== EXERCISE REQUIREMENTS ==
A word-for-word copy of the data, pictures excluded, is what this task asks for.

== ENTRIES PROVIDED ==
——————
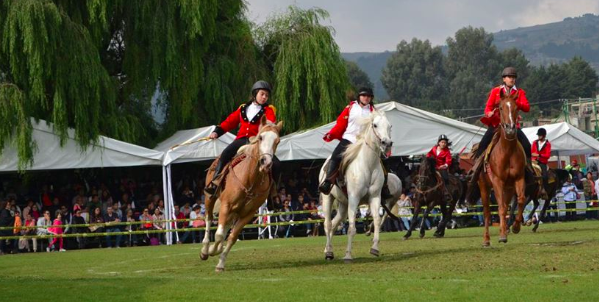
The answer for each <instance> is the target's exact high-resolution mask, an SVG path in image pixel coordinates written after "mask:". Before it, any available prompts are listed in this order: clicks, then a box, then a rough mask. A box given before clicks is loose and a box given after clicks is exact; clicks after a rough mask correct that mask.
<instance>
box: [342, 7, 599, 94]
mask: <svg viewBox="0 0 599 302" xmlns="http://www.w3.org/2000/svg"><path fill="white" fill-rule="evenodd" d="M493 35H494V37H495V41H494V45H495V46H496V47H497V48H498V49H499V50H504V49H507V48H512V47H515V48H518V49H521V50H522V51H523V52H524V54H525V55H526V57H527V58H528V60H529V61H530V62H531V64H533V65H546V64H550V63H560V62H564V61H567V60H569V59H571V58H572V57H573V56H582V57H583V58H584V59H585V60H587V61H589V63H590V64H591V66H593V68H595V70H596V71H598V73H599V16H596V15H593V14H586V15H583V16H581V17H575V18H566V19H564V20H562V21H560V22H554V23H548V24H543V25H535V26H530V27H520V28H516V29H510V30H502V31H500V32H497V33H494V34H493ZM420 39H422V38H420ZM398 42H399V41H398ZM391 54H392V52H389V51H386V52H382V53H372V52H356V53H343V54H342V55H343V57H344V58H345V59H347V60H349V61H353V62H356V63H357V64H358V66H359V67H360V68H361V69H362V70H364V71H365V72H366V73H367V74H368V76H369V77H370V80H371V81H372V82H373V83H375V94H376V95H377V98H378V100H379V101H381V100H383V99H384V98H386V97H387V96H388V95H387V92H386V91H385V89H384V88H383V85H382V83H381V74H382V70H383V68H384V67H385V65H386V64H387V59H388V58H389V57H390V56H391Z"/></svg>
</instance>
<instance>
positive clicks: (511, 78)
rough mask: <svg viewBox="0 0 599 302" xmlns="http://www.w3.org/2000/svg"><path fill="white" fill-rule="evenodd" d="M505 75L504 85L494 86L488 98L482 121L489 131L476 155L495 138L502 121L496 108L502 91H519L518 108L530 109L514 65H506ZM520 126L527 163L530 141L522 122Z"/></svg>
mask: <svg viewBox="0 0 599 302" xmlns="http://www.w3.org/2000/svg"><path fill="white" fill-rule="evenodd" d="M502 77H503V85H501V86H497V87H495V88H493V89H492V90H491V92H490V94H489V99H488V100H487V106H486V107H485V117H483V118H482V119H481V122H482V123H484V124H485V125H487V126H488V128H487V132H485V135H483V138H482V139H481V141H480V143H479V145H478V150H477V153H476V157H479V156H480V155H482V154H483V153H484V152H485V150H486V149H487V147H488V146H489V144H490V143H491V140H492V139H493V135H494V134H495V129H497V126H498V125H499V123H500V122H501V121H500V119H499V112H498V111H497V110H496V109H497V105H498V103H499V100H501V92H502V91H503V93H509V94H516V93H518V99H517V100H516V105H517V106H518V109H519V110H521V111H523V112H528V111H529V110H530V105H529V104H528V99H527V98H526V92H525V91H524V89H522V88H517V87H516V78H517V77H518V73H517V72H516V69H515V68H514V67H506V68H505V69H504V70H503V73H502ZM517 127H518V132H517V133H518V141H519V142H520V144H521V145H522V148H524V152H525V153H526V160H527V163H529V164H530V148H531V147H530V142H529V141H528V138H526V135H524V133H523V132H522V130H520V123H517Z"/></svg>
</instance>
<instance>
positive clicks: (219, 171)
mask: <svg viewBox="0 0 599 302" xmlns="http://www.w3.org/2000/svg"><path fill="white" fill-rule="evenodd" d="M271 90H272V89H271V87H270V84H268V83H267V82H265V81H258V82H256V83H254V86H252V99H251V100H250V101H249V102H247V103H245V104H243V105H241V106H239V108H237V110H235V111H234V112H233V113H231V114H230V115H229V117H227V119H226V120H225V121H223V122H222V123H221V124H220V125H219V126H216V128H215V129H214V132H212V133H211V134H210V136H209V137H210V138H211V139H215V138H218V137H219V136H221V135H223V134H225V133H227V132H229V131H231V130H234V129H235V128H237V126H240V127H239V132H237V137H236V138H235V140H234V141H233V142H232V143H231V144H230V145H229V146H227V148H225V150H223V153H222V154H221V156H220V159H219V161H218V164H217V165H216V170H215V171H214V175H213V176H212V181H211V182H210V184H209V185H208V186H206V188H205V189H204V190H205V191H206V193H208V194H210V195H212V194H214V193H215V191H216V188H217V187H218V184H217V183H214V180H215V179H217V178H218V176H219V175H220V173H221V171H222V169H223V168H224V167H225V166H226V165H227V163H229V161H230V160H231V159H233V157H234V156H235V154H237V150H239V148H241V146H243V145H246V144H248V142H249V139H250V137H253V136H256V135H257V134H258V129H259V128H260V118H261V117H262V116H263V115H265V116H266V119H268V120H269V121H271V122H273V123H274V122H276V117H275V108H274V106H272V105H268V98H269V96H270V92H271ZM279 166H280V162H279V159H278V158H277V157H276V156H275V157H274V158H273V165H272V175H273V179H275V180H276V179H279V174H280V170H279Z"/></svg>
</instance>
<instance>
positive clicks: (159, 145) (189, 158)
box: [154, 126, 235, 166]
mask: <svg viewBox="0 0 599 302" xmlns="http://www.w3.org/2000/svg"><path fill="white" fill-rule="evenodd" d="M213 131H214V126H209V127H203V128H197V129H190V130H181V131H177V132H176V133H175V134H173V136H171V137H169V138H168V139H166V140H165V141H163V142H161V143H160V144H158V146H156V147H155V148H154V150H156V151H160V152H164V159H163V162H162V164H163V165H164V166H167V165H169V164H171V163H183V162H190V161H202V160H211V159H214V158H216V157H217V156H219V155H220V154H221V153H222V152H223V150H224V149H225V148H226V147H227V146H228V145H229V144H230V143H231V142H232V141H233V140H234V139H235V135H233V134H231V133H225V134H224V135H222V136H221V137H219V138H218V139H214V140H203V139H204V138H207V137H208V135H210V133H212V132H213Z"/></svg>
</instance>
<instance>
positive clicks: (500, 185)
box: [493, 178, 513, 243]
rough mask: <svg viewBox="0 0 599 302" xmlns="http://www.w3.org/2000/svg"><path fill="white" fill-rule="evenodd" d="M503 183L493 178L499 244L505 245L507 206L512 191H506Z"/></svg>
mask: <svg viewBox="0 0 599 302" xmlns="http://www.w3.org/2000/svg"><path fill="white" fill-rule="evenodd" d="M503 188H505V184H504V182H503V181H502V180H501V179H499V178H495V183H493V192H494V193H495V198H496V199H497V206H498V213H499V242H502V243H506V242H507V219H506V216H507V206H508V204H509V202H510V199H511V196H513V190H506V191H504V190H503Z"/></svg>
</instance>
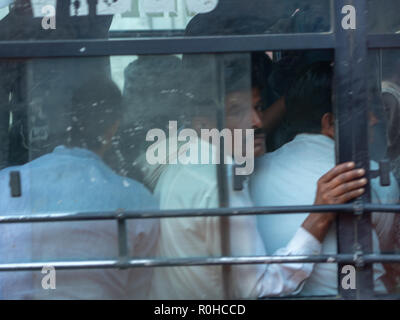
——————
== TASK RESPONSE ==
The answer for each <instance> is the target's exact high-resolution mask, an SVG path in image pixel coordinates written after "mask:". Before it, any available prompts are listed in this order: clicks, then a box, then a rough mask. A box given before clicks is loose and a box given after clicks is exact; clicks after a rough mask correct that mask.
<instance>
box: [342, 7, 599, 94]
mask: <svg viewBox="0 0 599 302" xmlns="http://www.w3.org/2000/svg"><path fill="white" fill-rule="evenodd" d="M493 35H494V37H495V41H494V45H495V46H496V47H497V48H498V49H499V50H504V49H507V48H512V47H515V48H518V49H521V50H522V51H523V52H524V54H525V55H526V57H527V58H528V60H529V61H530V62H531V64H533V65H546V64H550V63H560V62H564V61H567V60H569V59H571V58H572V57H573V56H582V57H583V58H584V59H585V60H587V61H589V63H590V64H591V66H593V68H595V70H596V71H598V73H599V16H596V15H593V14H586V15H583V16H581V17H575V18H566V19H564V20H562V21H560V22H554V23H548V24H543V25H535V26H530V27H520V28H516V29H510V30H502V31H500V32H497V33H494V34H493ZM420 39H422V38H420ZM398 42H399V41H398ZM391 54H392V52H389V51H386V52H382V53H372V52H356V53H343V54H342V55H343V57H344V58H345V59H347V60H349V61H353V62H356V63H357V64H358V66H359V67H360V68H361V69H362V70H364V71H365V72H366V73H367V74H368V76H369V77H370V80H371V81H372V82H373V83H375V94H376V95H377V98H378V100H379V101H381V100H383V99H384V98H386V97H387V96H388V95H387V92H386V91H385V89H384V88H383V85H382V83H381V74H382V70H383V68H384V67H385V65H386V64H387V59H388V58H389V57H390V56H391Z"/></svg>
</instance>
<instance>
positive clicks: (511, 78)
rough mask: <svg viewBox="0 0 599 302" xmlns="http://www.w3.org/2000/svg"><path fill="white" fill-rule="evenodd" d="M505 75L504 85L494 86L488 98L482 121L489 131L476 155L495 138L502 121L496 108L502 91H519L518 108L530 109L514 65H506ZM520 126L527 163L530 141L522 122Z"/></svg>
mask: <svg viewBox="0 0 599 302" xmlns="http://www.w3.org/2000/svg"><path fill="white" fill-rule="evenodd" d="M502 77H503V85H501V86H497V87H495V88H493V89H492V90H491V92H490V94H489V99H488V100H487V106H486V107H485V117H483V118H482V119H481V122H482V123H484V124H485V125H487V126H488V128H487V132H485V135H483V138H482V139H481V141H480V143H479V145H478V150H477V153H476V157H479V156H480V155H482V154H483V153H484V152H485V150H486V149H487V147H488V146H489V144H490V143H491V140H492V139H493V135H494V134H495V129H497V126H498V125H499V123H500V122H501V121H500V119H499V112H498V111H497V110H496V109H497V105H498V103H499V100H501V92H502V91H503V93H509V94H516V93H518V99H517V100H516V105H517V106H518V109H519V110H521V111H523V112H528V111H529V110H530V105H529V104H528V99H527V98H526V92H525V91H524V89H522V88H517V87H516V78H517V77H518V73H517V72H516V69H515V68H514V67H506V68H505V69H504V70H503V73H502ZM517 127H518V132H517V133H518V141H519V142H520V144H521V145H522V148H524V152H525V153H526V160H527V163H529V164H530V148H531V147H530V142H529V141H528V138H526V135H524V133H523V132H522V130H520V123H517Z"/></svg>
</instance>
<instance>
positive clicks: (219, 171)
mask: <svg viewBox="0 0 599 302" xmlns="http://www.w3.org/2000/svg"><path fill="white" fill-rule="evenodd" d="M271 90H272V89H271V87H270V84H268V83H267V82H265V81H258V82H256V83H254V86H252V99H251V100H250V101H249V102H247V103H245V104H243V105H241V106H239V108H237V110H235V111H234V112H233V113H231V114H230V115H229V117H227V119H226V120H225V121H223V122H222V123H221V124H220V125H219V126H216V128H215V129H214V132H212V133H211V134H210V136H209V137H210V138H211V139H215V138H218V137H219V136H221V135H223V134H225V133H227V132H229V131H231V130H234V129H235V128H237V126H240V127H239V132H237V137H236V138H235V140H234V141H233V142H232V143H231V144H230V145H229V146H227V148H225V150H223V153H222V154H221V156H220V159H219V161H218V164H217V165H216V170H215V171H214V175H213V176H212V181H211V182H210V184H209V185H208V186H206V188H205V189H204V190H205V191H206V193H208V194H210V195H212V194H214V193H215V191H216V188H217V187H218V184H217V183H214V180H215V179H217V178H218V176H219V175H220V173H221V171H222V169H223V168H224V167H225V166H226V165H227V163H229V161H230V160H231V159H233V157H234V156H235V154H237V150H239V148H241V146H243V145H246V144H248V142H249V139H250V137H253V136H256V135H257V134H258V129H259V128H260V118H261V117H262V116H263V115H265V116H266V119H268V120H269V121H271V122H273V123H274V122H276V117H275V108H274V106H272V105H268V98H269V96H270V92H271ZM279 166H280V162H279V159H278V158H277V157H276V156H275V157H274V158H273V165H272V175H273V179H275V180H276V179H279V174H280V170H279Z"/></svg>
</instance>
<instance>
positive clicks: (159, 145) (189, 158)
box: [154, 126, 235, 166]
mask: <svg viewBox="0 0 599 302" xmlns="http://www.w3.org/2000/svg"><path fill="white" fill-rule="evenodd" d="M213 131H214V126H209V127H203V128H197V129H190V130H181V131H177V132H176V133H175V134H173V136H171V137H169V138H168V139H166V140H165V141H163V142H161V143H160V144H158V146H156V147H155V148H154V150H156V151H160V152H164V159H163V162H162V164H163V165H164V166H167V165H169V164H171V163H183V162H190V161H202V160H211V159H214V158H216V157H217V156H219V155H220V154H221V153H222V152H223V150H224V149H225V148H226V147H227V146H228V145H229V144H230V143H231V142H232V141H233V140H234V139H235V135H233V134H231V133H225V134H224V135H222V136H221V137H219V138H218V139H214V140H203V139H204V138H207V137H208V135H210V133H212V132H213Z"/></svg>
</instance>
<instance>
positive clicks: (500, 185)
box: [493, 178, 513, 243]
rough mask: <svg viewBox="0 0 599 302" xmlns="http://www.w3.org/2000/svg"><path fill="white" fill-rule="evenodd" d="M503 183L493 178L499 244L505 245L507 206L512 191H506Z"/></svg>
mask: <svg viewBox="0 0 599 302" xmlns="http://www.w3.org/2000/svg"><path fill="white" fill-rule="evenodd" d="M503 188H505V184H504V182H503V181H502V180H501V179H499V178H495V183H493V192H494V193H495V198H496V199H497V206H498V213H499V242H502V243H506V242H507V219H506V216H507V206H508V204H509V202H510V199H511V196H513V190H506V191H504V190H503Z"/></svg>
</instance>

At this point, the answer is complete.